**** PROVIDED DATA ****

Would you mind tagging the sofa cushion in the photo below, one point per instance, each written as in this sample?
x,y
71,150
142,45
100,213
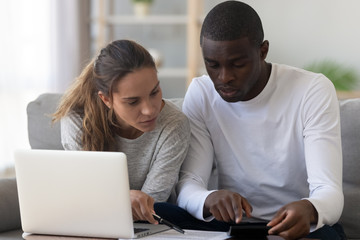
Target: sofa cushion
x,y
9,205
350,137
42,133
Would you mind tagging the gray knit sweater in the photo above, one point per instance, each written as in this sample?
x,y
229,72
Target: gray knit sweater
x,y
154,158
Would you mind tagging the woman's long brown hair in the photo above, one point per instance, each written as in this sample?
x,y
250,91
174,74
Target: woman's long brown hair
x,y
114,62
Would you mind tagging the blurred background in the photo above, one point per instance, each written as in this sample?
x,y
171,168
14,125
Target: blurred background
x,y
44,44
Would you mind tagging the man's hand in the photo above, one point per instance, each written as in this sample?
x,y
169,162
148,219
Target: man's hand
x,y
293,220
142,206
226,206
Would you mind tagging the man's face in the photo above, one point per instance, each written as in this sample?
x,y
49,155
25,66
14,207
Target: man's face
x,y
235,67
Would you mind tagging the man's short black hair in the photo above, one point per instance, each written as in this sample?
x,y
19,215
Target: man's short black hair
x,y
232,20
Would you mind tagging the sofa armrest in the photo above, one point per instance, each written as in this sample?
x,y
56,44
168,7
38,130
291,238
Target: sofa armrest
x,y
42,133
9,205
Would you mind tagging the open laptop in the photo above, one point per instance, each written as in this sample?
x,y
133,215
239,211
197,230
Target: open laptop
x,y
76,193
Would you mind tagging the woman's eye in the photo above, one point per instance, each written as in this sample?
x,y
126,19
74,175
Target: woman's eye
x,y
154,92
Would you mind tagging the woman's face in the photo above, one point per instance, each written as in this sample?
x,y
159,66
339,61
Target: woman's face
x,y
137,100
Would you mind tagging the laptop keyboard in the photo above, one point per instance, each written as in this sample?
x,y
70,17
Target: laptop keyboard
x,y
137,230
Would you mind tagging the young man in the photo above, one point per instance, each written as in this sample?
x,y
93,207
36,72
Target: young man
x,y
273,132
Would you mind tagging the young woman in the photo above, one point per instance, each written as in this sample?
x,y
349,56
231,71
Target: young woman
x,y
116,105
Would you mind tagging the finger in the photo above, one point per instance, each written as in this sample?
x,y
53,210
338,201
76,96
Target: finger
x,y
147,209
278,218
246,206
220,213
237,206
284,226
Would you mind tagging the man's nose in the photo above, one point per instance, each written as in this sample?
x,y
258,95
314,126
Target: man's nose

****
**** PROVIDED DATA ****

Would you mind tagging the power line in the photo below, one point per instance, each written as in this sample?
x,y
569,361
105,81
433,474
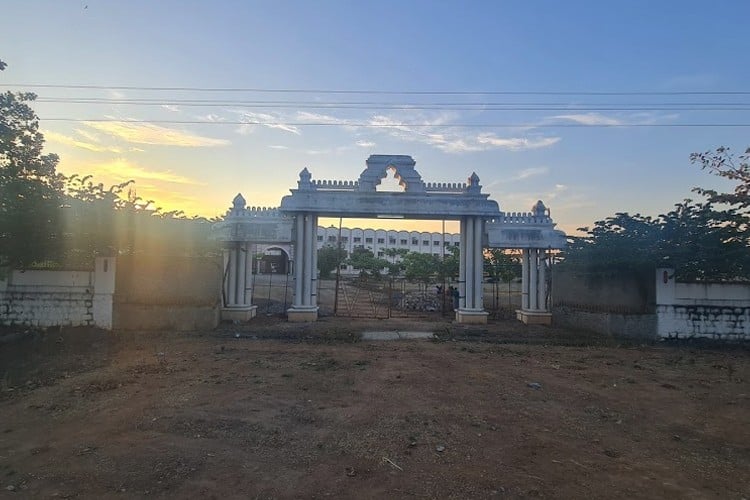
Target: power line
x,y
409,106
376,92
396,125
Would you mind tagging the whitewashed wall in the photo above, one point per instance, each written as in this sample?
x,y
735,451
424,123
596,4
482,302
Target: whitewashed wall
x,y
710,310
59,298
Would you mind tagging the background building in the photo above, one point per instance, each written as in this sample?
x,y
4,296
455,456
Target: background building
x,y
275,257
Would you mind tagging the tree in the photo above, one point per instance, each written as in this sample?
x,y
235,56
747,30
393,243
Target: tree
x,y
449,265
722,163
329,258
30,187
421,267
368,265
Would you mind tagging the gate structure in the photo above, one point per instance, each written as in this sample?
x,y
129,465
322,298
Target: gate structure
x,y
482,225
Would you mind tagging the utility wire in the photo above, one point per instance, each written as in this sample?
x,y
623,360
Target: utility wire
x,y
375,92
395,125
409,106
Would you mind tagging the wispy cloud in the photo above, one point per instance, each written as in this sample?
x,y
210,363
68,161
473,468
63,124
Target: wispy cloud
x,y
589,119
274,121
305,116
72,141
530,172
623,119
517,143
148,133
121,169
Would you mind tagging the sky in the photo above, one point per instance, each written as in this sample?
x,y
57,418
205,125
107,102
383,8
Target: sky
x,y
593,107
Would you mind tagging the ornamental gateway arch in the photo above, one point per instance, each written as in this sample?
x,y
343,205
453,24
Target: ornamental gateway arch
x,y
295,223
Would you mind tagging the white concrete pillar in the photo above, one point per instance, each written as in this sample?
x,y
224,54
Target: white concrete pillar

****
**** PROVIDED DATA ****

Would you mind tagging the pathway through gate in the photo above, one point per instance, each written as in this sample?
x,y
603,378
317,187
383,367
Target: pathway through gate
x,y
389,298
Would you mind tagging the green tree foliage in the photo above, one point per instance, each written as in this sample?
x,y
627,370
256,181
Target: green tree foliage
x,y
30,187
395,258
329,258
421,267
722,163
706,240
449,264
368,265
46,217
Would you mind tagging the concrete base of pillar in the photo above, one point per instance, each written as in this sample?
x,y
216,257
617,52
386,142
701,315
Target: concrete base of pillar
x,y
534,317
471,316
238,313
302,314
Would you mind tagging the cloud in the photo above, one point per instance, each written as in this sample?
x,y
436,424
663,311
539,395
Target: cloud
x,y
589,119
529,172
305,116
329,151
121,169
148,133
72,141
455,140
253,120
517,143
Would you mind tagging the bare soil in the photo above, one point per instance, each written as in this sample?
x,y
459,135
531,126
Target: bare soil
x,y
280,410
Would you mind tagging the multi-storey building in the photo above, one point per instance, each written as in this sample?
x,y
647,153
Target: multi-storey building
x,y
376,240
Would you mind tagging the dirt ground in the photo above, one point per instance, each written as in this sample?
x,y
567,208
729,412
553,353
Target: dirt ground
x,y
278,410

****

# TASK BRIEF
Copy the lines of the records above verbatim, starting at the line containing "Would you mind tagging the man's face" and ending at the line containing "Target: man's nose", with both of those lines included.

# CORRECT RESULT
Would you mind tagging the man's face in the photo above, one point per instance, each written as in this sample?
x,y
49,155
25,66
14,207
Target: man's face
x,y
235,67
Would you mind tagging the man's short black hair in the photo above, one point per instance, each written as in this sample?
x,y
19,215
Target: man's short black hair
x,y
232,20
Would you mind tagging the sofa armrest in the photo above, one point per instance, each written as in this sample?
x,y
56,44
168,7
38,130
291,238
Target: sofa armrest
x,y
42,133
9,205
Would you mind tagging the open laptop in the photo above, one point per instance, each written as in this sample?
x,y
133,215
239,211
197,230
Target: open laptop
x,y
76,193
Would you mind tagging the woman's eye in the photo above, one point per instance, each written as in this sample?
x,y
126,19
74,175
Target: woman's eye
x,y
154,92
Would you mind tagging the woman's face in the photo above, one point per instance, each written as in this sample?
x,y
159,66
339,61
Target: woman's face
x,y
137,100
Would you mind tagging the laptop keyboard in the photo above, one point per instance, each written as in this sample?
x,y
70,17
Target: laptop keyboard
x,y
137,230
Would you mind tagging the young man in the photo above, one point per instance, each written as in this sample?
x,y
93,207
36,72
Target: young man
x,y
273,132
Would you mind tagging the young woman in the photo above, one point per instance, each written as in this sample?
x,y
349,56
231,71
Target: young woman
x,y
116,105
Would you mind tagging the finger in the photo above, one point per instance, each written as in this sample?
x,y
53,210
338,201
76,96
Target: finger
x,y
147,209
278,218
246,206
220,213
237,206
284,226
Would you mind tagging the man's nose in the photo above, one point per instance, each written as in this sample?
x,y
258,95
314,126
Target: man's nose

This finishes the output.